> [Exercise objective]
Provide the entries once more, identical in every word.

-------

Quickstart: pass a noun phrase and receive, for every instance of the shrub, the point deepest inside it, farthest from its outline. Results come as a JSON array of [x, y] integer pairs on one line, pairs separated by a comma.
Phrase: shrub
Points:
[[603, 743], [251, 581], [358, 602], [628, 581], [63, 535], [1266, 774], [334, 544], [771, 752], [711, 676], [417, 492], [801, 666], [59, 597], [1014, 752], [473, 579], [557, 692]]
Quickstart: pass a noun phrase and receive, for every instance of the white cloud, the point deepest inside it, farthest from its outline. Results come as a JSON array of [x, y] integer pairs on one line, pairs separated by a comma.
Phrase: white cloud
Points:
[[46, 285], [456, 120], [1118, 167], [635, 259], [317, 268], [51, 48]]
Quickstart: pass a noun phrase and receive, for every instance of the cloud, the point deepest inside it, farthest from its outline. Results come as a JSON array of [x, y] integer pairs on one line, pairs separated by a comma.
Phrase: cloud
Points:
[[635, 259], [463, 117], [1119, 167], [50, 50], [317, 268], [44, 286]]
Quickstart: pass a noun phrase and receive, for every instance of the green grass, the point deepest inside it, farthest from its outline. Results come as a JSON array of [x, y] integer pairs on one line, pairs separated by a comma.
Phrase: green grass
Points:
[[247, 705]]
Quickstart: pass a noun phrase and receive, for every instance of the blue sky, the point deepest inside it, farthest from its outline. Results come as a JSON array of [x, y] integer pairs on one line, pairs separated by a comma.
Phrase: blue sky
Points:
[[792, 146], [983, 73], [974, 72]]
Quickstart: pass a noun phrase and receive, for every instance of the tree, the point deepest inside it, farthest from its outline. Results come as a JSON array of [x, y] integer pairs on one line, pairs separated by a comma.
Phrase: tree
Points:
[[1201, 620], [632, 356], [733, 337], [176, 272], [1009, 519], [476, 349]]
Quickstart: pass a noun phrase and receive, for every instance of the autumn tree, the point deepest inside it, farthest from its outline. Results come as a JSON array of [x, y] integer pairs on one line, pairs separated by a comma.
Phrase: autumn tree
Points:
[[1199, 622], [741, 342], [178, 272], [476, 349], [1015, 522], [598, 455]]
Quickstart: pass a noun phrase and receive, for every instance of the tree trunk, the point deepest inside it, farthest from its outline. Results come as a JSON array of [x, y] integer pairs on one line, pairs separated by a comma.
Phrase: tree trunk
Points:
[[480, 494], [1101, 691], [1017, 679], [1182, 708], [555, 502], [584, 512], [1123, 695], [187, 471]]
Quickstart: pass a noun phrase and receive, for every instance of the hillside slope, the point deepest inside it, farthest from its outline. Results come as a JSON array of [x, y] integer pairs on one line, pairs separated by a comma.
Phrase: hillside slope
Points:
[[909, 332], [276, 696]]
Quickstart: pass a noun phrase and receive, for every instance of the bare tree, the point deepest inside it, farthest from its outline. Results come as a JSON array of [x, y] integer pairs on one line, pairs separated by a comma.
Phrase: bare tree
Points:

-------

> [Response to the task]
Quickstart: pass a noun phrase and receive, for every instance of the shrub, the point deepest inside it, farthest from its outline. Results come as a JSON array of [x, y] integer pairs on one line, pairs separated by a comma.
Phrase: shrub
Points:
[[603, 743], [251, 581], [358, 602], [628, 581], [63, 535], [1266, 774], [334, 544], [771, 752], [711, 676], [417, 492], [801, 666], [59, 597], [1014, 752], [473, 579], [557, 692]]
Quickstart: pass a noun phrase and receive, for every instance of the white cloud, the point deepest inside it, farthest from its outline. Results come as a JSON array of [x, y] integer pairs on one line, pairs separated by a comma.
Phrase: white cloud
Points:
[[46, 285], [456, 120], [1118, 167], [635, 259], [317, 268], [51, 48]]
Quickstart: pass a noun phrase and receive, for every instance of the cloud, the point deepest inside it, farthest from its outline. Results come as a JSON array of [x, y] integer pairs on one line, pairs separated by a comma.
Phrase: cloud
Points:
[[635, 259], [463, 117], [1119, 167], [50, 50], [317, 268], [44, 286]]
Quickstart: pass a noun phrase and receive, for every instance of the green grass, the point deepest inside it, farthest from its outline. Results come as a JSON array of [x, y] integer pairs on one line, pairs separated by a comma.
Phrase: green grass
Points:
[[247, 705]]
Quickstart: pass a noun phrase and receive, for every instance of the blue sky, the point deepest inside it, farthest from its outline. Results come as a JSON array of [x, y] integer pairs on one line, pairs separated by a comma.
Phrase: blue sky
Points:
[[792, 146], [983, 73], [974, 72]]
Quickstart: pass a noun phrase and receive, for every instance of the tree, the point deepest inside it, farthest from its outline. Results come as a JSON array of [x, y] integer pairs on one line, pairs separated by a comma.
Phrase: tree
Points:
[[1201, 620], [632, 356], [733, 337], [176, 272], [1009, 519], [476, 349]]
Quickstart: pass a noun phrase and receive, for every instance of the autumn tree, the point deepest inside it, farthest from its outline. Results come as a JSON array of [x, y] integer pairs on one line, pairs separated by a comma.
Phrase: autumn tree
Points:
[[1199, 622], [741, 342], [178, 272], [476, 349], [1015, 522], [598, 455]]
Quickstart: pass a noun phrase and receive, for every instance of the tree trunk, the point deepest inside it, farthest from its outline. Results come as a JSON array of [x, y] integer pairs on one line, pairs separated by a comma.
Phrase: tree trunk
Points:
[[480, 494], [1101, 691], [1017, 679], [1182, 708], [555, 502], [584, 512], [1123, 695], [187, 471]]
Quickstart: pass a noun phrase and receive, for every instance of the hillside slope, the point deepest inside it, farthest from its outline. Results come as a JSON array of [x, y] integer pairs on one line, pairs separated by a comma.
Phrase: hillside slope
Points:
[[909, 332], [276, 696]]
Quickstart: pass a noun phrase and receive, for every instance of the bare tree, the point deepest inside it, farthest from its outline. Results come as a JSON array of [x, y] integer pairs on one line, pairs separated by a comma.
Phrase: bare tree
Points:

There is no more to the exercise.